● **PROBLEM SET**
a) In the account of Helena's childhood, where was Helena enrolled after the family returned to the United States?
b) Using the account of Helena's childhood, explain why her brother George might have been studying painting in Dresden.

--- begin EXCERPTED TEXT ---

Childhood

Dresden 1860

Her father died when she was only two years old, and in 1859 her widowed mother took the family to Europe, where they lived in Dresden until 1861.
Helena's brother George, who died in the war, was of college age between '59 to '61 and as Dresden was one of the art meccas for Americans, he might have been studying painting there. Dresden was closed to women art students, there were no opportunities there for tutoring. (Fanny Osbourne, Robert Louis Stevenson's future wife, had tried there first before going to Paris.)

The family returned to the United States around the time of the birth of (Helena's older sister) Katherine's child, Edith. Katherine and her husband Arthur Bronson were living in Newport. Helena's mother took a house on Clay Street to be near the them. Helena was enrolled in a girl's boarding school in Farmington, Connecticut

Bailey's Beach, Newport by Childe Hassam 1901

The James family was also in Newport at the time, as were the Tweedy family. Three girls, cousins of Henry and William James and also cousins of the Tweedys were brought to Newport to live as wards of Mary Tweedy. Minny, the second oldest girl, became Helena's and Henry's close friend and attended the same girl's boarding school.

--- end EXCERPTED TEXT ---
--- begin RECORDS SUPPLIED ---

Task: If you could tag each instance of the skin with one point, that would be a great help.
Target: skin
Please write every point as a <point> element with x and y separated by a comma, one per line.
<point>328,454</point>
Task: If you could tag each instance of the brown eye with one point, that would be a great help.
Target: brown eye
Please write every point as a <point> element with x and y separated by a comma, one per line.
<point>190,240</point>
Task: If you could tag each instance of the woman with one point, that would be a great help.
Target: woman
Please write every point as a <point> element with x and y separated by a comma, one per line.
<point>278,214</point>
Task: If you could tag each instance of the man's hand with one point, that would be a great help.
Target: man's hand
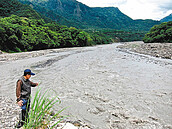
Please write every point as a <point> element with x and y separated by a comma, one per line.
<point>20,103</point>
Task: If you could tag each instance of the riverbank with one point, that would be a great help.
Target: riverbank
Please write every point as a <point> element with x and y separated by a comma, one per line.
<point>9,116</point>
<point>103,86</point>
<point>161,50</point>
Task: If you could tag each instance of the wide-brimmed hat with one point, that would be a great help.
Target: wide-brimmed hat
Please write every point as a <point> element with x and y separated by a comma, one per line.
<point>28,71</point>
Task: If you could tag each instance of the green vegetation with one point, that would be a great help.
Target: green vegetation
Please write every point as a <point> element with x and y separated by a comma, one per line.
<point>160,33</point>
<point>22,34</point>
<point>167,19</point>
<point>8,7</point>
<point>39,115</point>
<point>76,14</point>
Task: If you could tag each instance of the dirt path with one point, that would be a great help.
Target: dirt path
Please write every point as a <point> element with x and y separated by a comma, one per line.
<point>102,85</point>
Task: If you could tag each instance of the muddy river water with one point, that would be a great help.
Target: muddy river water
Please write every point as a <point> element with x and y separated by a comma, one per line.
<point>102,86</point>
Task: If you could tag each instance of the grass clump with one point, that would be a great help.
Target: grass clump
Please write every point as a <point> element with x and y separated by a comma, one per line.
<point>39,116</point>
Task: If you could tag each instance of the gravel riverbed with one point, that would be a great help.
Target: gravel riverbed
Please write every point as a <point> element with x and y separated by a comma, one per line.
<point>104,87</point>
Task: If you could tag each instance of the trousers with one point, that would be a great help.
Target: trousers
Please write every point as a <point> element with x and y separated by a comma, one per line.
<point>24,112</point>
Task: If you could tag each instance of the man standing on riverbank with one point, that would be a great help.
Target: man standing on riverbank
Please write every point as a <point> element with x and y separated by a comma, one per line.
<point>23,91</point>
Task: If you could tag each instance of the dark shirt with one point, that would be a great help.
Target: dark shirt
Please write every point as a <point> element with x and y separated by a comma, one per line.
<point>23,88</point>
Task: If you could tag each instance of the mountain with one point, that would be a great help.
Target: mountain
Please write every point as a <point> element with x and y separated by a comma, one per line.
<point>160,33</point>
<point>74,13</point>
<point>167,19</point>
<point>8,7</point>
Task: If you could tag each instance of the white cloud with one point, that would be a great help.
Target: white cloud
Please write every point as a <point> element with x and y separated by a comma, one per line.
<point>136,9</point>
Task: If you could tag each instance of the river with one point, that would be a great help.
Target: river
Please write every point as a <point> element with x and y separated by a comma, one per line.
<point>102,86</point>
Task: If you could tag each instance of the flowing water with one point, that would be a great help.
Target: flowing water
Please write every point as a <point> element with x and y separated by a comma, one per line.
<point>101,85</point>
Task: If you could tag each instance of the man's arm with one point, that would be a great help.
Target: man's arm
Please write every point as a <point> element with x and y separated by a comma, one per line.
<point>33,84</point>
<point>18,93</point>
<point>18,90</point>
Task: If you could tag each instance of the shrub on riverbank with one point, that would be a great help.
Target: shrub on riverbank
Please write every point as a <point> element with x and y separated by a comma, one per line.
<point>40,112</point>
<point>160,34</point>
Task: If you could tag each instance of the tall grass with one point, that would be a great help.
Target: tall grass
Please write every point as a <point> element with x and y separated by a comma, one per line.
<point>39,115</point>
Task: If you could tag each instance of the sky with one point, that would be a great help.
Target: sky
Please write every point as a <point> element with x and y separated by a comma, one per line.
<point>136,9</point>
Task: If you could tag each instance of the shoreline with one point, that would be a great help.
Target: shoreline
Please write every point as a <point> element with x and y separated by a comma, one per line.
<point>10,111</point>
<point>159,50</point>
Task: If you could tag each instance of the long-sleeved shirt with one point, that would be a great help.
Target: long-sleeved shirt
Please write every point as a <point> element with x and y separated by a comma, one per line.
<point>23,88</point>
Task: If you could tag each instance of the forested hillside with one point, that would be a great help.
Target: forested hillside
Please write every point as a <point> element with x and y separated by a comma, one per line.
<point>8,7</point>
<point>23,34</point>
<point>74,13</point>
<point>160,33</point>
<point>167,19</point>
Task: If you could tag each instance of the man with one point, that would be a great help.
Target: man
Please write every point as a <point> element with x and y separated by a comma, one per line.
<point>23,91</point>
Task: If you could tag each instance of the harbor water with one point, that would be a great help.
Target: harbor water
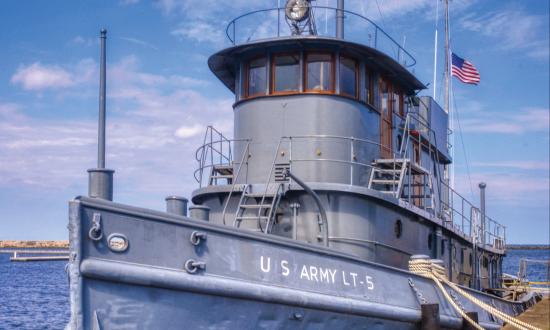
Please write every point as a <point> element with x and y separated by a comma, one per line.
<point>35,294</point>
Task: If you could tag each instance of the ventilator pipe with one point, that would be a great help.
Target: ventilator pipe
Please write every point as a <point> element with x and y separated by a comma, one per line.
<point>317,201</point>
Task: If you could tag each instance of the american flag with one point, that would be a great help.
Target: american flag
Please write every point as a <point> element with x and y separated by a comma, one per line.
<point>464,70</point>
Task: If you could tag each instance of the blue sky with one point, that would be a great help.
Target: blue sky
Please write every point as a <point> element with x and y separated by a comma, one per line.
<point>161,96</point>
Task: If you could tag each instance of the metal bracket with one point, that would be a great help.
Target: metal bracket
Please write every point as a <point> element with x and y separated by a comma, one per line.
<point>95,232</point>
<point>197,237</point>
<point>192,266</point>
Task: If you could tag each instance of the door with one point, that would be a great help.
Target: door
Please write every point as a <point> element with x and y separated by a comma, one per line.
<point>386,150</point>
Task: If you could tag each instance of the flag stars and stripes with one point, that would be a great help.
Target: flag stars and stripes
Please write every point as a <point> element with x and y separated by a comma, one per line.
<point>464,70</point>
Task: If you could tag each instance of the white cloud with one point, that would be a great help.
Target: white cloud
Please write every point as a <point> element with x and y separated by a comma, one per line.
<point>201,32</point>
<point>527,120</point>
<point>514,188</point>
<point>155,123</point>
<point>513,28</point>
<point>515,164</point>
<point>80,40</point>
<point>38,77</point>
<point>140,42</point>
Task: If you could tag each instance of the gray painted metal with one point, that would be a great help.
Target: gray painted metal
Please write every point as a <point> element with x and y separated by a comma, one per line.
<point>100,183</point>
<point>200,212</point>
<point>176,205</point>
<point>249,281</point>
<point>100,179</point>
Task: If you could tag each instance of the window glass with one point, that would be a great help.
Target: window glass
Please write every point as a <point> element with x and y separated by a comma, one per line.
<point>348,76</point>
<point>398,105</point>
<point>385,106</point>
<point>319,72</point>
<point>257,77</point>
<point>369,88</point>
<point>286,73</point>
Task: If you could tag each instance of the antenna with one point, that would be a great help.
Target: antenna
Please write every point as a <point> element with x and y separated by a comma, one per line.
<point>340,20</point>
<point>100,179</point>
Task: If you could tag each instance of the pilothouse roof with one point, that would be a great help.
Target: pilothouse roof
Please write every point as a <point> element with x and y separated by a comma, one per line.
<point>300,25</point>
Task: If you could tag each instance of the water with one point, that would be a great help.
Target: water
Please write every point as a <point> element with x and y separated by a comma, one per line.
<point>35,295</point>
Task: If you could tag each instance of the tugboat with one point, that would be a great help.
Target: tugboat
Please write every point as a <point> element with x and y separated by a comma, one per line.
<point>330,208</point>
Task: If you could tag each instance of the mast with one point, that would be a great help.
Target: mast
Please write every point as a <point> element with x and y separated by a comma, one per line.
<point>340,20</point>
<point>435,47</point>
<point>447,56</point>
<point>102,92</point>
<point>100,179</point>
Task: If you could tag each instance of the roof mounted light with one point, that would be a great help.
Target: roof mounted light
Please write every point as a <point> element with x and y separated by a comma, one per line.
<point>297,10</point>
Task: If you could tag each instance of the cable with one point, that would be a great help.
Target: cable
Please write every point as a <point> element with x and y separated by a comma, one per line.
<point>463,146</point>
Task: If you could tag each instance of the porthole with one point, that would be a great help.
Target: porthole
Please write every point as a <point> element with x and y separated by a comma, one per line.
<point>398,228</point>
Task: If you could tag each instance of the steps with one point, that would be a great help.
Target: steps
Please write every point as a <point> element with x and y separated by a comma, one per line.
<point>401,178</point>
<point>259,206</point>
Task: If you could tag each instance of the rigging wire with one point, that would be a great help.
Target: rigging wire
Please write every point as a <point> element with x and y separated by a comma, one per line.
<point>463,145</point>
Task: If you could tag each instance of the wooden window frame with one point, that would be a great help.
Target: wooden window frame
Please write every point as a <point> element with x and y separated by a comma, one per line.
<point>332,72</point>
<point>247,94</point>
<point>272,90</point>
<point>356,96</point>
<point>390,94</point>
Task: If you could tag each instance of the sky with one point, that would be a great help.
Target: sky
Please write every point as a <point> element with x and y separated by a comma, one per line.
<point>161,96</point>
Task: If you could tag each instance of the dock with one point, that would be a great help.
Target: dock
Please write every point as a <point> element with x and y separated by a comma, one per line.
<point>538,315</point>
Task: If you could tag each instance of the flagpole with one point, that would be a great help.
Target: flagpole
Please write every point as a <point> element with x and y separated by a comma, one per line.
<point>447,56</point>
<point>435,47</point>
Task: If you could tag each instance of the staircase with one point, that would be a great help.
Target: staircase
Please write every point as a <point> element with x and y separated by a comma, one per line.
<point>259,206</point>
<point>221,172</point>
<point>388,177</point>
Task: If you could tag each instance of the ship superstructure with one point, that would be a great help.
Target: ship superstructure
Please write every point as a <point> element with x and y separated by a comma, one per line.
<point>329,208</point>
<point>343,117</point>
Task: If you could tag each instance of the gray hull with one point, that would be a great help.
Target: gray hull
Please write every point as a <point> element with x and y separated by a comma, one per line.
<point>248,280</point>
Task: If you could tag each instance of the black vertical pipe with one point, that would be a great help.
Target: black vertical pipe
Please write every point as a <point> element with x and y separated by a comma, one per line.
<point>102,97</point>
<point>340,20</point>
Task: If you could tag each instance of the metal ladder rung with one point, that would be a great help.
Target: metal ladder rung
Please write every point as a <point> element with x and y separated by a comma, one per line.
<point>256,206</point>
<point>252,218</point>
<point>380,181</point>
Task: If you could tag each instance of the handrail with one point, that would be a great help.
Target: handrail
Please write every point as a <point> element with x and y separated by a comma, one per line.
<point>456,204</point>
<point>245,153</point>
<point>231,26</point>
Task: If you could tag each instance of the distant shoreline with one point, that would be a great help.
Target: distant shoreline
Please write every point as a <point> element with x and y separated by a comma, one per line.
<point>13,244</point>
<point>527,247</point>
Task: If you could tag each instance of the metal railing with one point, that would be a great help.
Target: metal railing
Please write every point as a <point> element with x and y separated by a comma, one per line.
<point>271,23</point>
<point>455,210</point>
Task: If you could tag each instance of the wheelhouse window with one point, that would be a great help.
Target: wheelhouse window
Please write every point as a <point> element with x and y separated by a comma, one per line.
<point>348,76</point>
<point>257,77</point>
<point>369,87</point>
<point>319,73</point>
<point>286,73</point>
<point>385,96</point>
<point>398,105</point>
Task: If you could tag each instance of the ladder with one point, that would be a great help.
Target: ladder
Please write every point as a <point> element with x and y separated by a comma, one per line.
<point>259,206</point>
<point>221,172</point>
<point>388,177</point>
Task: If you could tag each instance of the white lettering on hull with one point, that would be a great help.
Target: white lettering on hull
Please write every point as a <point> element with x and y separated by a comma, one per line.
<point>318,274</point>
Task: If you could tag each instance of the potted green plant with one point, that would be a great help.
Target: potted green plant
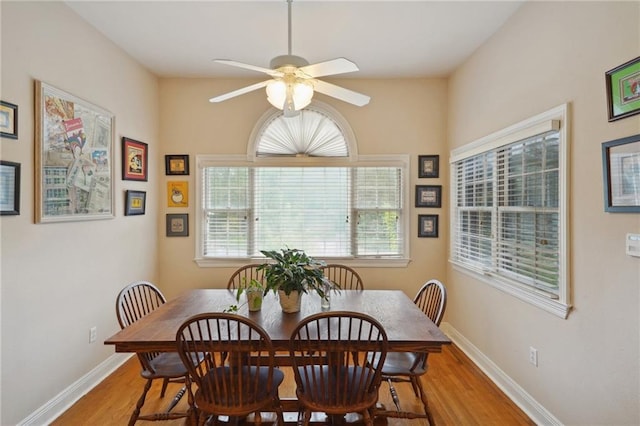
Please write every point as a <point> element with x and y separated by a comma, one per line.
<point>255,291</point>
<point>291,273</point>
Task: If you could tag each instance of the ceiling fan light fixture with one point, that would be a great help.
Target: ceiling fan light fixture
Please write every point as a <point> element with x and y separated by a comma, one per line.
<point>289,96</point>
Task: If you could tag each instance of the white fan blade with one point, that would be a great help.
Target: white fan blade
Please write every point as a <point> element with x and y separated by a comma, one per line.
<point>268,71</point>
<point>332,67</point>
<point>240,91</point>
<point>341,93</point>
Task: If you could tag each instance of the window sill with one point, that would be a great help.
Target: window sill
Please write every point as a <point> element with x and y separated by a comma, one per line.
<point>362,263</point>
<point>538,299</point>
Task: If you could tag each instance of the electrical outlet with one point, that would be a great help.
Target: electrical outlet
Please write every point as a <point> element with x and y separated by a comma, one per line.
<point>533,356</point>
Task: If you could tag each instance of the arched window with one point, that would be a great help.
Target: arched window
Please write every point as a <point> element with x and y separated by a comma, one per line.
<point>302,185</point>
<point>317,131</point>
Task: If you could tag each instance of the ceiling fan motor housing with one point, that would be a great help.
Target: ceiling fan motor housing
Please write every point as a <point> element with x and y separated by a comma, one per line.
<point>288,60</point>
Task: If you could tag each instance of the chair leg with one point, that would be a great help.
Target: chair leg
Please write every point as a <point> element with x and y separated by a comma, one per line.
<point>165,382</point>
<point>136,411</point>
<point>423,397</point>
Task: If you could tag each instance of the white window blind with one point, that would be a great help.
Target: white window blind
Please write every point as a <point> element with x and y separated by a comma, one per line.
<point>341,212</point>
<point>508,213</point>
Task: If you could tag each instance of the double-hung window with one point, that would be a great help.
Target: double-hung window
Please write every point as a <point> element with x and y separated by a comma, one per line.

--- end RECORDS SUPPLIED ---

● **WRITTEN ANSWERS**
a) She was enrolled in a girls' boarding school in Farmington, Connecticut.

b) Between 1859 and 1861 George was of college age. Dresden was also one of the art meccas for Americans, so he may have been studying painting there.